§ **Dataset rows**:
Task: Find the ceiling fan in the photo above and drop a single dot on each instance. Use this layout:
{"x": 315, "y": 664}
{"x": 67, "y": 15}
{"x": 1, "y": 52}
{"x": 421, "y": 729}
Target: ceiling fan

§ **Exercise instructions**: Each line of the material must be restated exactly.

§ **Written answer**:
Task: Find the ceiling fan in the photo above and drop a single dot on each instance. Use this layout:
{"x": 315, "y": 664}
{"x": 67, "y": 15}
{"x": 1, "y": 52}
{"x": 421, "y": 729}
Target: ceiling fan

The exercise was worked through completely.